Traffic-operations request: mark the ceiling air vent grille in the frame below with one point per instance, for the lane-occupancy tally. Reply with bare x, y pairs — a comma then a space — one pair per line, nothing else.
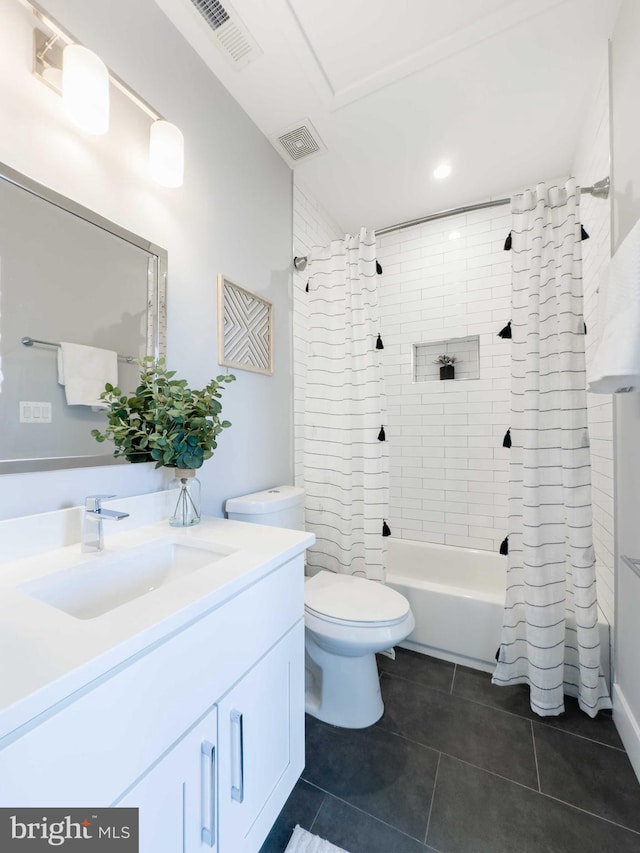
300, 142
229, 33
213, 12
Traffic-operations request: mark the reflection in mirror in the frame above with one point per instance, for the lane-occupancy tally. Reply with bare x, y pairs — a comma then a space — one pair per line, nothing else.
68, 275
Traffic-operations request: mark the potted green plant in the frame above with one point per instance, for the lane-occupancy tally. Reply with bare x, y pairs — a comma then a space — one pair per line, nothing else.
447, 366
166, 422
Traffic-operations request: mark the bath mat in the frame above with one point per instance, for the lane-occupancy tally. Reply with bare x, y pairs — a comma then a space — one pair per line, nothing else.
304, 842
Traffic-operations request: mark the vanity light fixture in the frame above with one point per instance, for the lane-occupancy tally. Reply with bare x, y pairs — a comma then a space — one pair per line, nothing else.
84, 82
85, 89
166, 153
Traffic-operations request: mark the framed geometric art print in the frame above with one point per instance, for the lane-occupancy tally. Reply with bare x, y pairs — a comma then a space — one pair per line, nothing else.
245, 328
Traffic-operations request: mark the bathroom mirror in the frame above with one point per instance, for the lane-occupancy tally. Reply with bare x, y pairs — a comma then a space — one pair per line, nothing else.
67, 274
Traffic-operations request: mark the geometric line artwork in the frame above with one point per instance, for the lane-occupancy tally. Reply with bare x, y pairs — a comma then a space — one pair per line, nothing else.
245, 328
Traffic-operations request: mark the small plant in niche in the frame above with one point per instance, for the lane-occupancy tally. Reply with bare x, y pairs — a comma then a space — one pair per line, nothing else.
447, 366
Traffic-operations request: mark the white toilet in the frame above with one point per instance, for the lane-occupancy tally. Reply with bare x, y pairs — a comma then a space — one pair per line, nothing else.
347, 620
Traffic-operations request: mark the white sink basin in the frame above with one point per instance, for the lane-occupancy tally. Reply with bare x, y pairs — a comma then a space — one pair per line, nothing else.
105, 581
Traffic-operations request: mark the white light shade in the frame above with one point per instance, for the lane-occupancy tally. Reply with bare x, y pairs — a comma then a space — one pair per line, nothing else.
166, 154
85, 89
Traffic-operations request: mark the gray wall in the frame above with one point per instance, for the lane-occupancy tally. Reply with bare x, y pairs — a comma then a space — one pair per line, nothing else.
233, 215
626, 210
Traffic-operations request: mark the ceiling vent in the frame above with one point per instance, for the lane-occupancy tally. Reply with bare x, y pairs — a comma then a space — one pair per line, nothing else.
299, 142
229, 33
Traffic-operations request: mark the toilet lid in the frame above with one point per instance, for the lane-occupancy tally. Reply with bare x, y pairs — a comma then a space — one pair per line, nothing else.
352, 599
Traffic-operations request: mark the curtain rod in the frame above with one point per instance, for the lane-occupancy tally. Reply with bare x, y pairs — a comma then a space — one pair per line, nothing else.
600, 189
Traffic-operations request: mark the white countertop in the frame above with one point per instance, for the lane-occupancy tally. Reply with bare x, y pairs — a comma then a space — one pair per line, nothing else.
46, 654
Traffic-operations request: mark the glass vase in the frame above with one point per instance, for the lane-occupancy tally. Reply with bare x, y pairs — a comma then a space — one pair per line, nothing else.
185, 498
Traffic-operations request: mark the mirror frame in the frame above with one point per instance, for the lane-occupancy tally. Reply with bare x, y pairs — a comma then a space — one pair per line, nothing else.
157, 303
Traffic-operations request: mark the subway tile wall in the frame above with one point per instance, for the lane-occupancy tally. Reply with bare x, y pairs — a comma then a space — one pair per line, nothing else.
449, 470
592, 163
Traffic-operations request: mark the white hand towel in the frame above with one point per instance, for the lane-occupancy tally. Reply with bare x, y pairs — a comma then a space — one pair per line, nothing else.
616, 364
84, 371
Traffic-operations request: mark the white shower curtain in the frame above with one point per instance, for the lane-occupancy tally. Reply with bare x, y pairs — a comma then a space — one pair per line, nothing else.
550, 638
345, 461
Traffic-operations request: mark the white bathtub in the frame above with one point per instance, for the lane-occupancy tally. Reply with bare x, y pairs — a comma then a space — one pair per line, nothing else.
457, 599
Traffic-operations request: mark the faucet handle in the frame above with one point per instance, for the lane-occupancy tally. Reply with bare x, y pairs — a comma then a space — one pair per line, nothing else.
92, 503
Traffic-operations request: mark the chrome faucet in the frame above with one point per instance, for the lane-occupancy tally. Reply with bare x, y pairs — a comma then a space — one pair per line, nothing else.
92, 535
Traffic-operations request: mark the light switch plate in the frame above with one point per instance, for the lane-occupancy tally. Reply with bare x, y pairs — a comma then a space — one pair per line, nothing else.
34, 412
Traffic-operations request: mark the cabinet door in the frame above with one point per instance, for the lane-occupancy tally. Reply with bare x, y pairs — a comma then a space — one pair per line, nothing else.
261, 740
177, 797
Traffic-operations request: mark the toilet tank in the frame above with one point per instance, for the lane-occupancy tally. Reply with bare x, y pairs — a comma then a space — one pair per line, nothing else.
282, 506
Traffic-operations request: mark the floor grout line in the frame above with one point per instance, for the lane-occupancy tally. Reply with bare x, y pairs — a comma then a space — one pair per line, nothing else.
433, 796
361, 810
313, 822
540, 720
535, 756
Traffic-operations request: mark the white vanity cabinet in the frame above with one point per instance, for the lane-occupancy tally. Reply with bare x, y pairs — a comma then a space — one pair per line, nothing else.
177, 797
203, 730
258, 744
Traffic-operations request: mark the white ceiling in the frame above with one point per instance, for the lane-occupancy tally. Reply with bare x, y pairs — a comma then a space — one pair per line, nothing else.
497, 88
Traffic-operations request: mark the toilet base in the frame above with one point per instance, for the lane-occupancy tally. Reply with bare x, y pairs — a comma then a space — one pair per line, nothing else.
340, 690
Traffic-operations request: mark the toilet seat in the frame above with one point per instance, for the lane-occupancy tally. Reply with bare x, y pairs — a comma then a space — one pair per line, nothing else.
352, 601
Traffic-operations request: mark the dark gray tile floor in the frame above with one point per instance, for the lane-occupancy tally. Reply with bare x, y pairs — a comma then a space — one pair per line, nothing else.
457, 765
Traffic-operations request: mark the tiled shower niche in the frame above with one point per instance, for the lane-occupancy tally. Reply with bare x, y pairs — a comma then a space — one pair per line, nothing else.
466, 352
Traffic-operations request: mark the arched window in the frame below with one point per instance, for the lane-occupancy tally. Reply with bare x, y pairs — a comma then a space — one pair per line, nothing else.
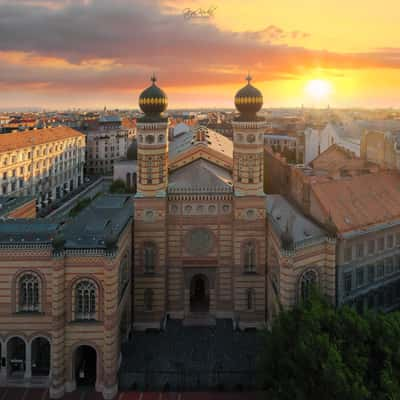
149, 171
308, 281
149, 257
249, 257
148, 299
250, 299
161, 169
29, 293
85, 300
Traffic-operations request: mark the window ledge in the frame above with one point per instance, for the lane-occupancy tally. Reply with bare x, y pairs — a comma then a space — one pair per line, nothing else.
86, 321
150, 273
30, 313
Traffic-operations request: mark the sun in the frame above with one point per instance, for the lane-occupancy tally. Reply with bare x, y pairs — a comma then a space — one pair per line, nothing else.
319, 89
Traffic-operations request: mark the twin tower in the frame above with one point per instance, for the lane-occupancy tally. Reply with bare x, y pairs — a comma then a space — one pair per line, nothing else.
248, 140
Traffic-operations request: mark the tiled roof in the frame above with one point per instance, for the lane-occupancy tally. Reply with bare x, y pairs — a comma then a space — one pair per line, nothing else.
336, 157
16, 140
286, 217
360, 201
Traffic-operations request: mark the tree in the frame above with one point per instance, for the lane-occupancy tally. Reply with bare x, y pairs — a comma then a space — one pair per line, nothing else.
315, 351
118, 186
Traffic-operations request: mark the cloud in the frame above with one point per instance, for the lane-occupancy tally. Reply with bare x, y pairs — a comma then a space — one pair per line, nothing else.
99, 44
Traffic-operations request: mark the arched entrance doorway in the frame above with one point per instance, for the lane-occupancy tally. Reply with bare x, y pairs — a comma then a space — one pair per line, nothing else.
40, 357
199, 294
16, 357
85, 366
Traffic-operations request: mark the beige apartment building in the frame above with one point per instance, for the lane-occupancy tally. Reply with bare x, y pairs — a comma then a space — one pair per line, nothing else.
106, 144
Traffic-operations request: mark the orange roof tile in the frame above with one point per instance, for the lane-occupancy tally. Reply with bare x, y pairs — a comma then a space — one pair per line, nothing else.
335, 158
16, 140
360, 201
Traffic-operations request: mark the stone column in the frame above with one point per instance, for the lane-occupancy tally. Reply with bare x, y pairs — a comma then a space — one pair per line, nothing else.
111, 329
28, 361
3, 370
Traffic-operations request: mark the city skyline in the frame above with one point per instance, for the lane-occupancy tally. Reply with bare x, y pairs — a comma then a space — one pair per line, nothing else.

==================================================

Only the lines from the one with "Traffic-operations request: mark the orange" through the last line of the material above are to be duplicated, exactly and with both ends kept.

Traffic-operations request: mark the orange roof tile in the frame above with one point per instance, for the lane-occupancy tally. Reply with bare x, y pairs — a comma then a space — one pair per line, nothing else.
335, 158
16, 140
360, 201
Traffic-operations request: mark the stone column in the frame above with one point per instance, for the lane-occupancy tally. Reply with bare x, y pairs — a comma then a space — one pair per line, nothing else.
111, 329
28, 361
3, 370
Traffic-operations request: mark the city skyline in the frame above with one point per instance, for the lane-occupancy tally. Reply with bare x, y pairs — a comma then a space — one pair per line, nothing else.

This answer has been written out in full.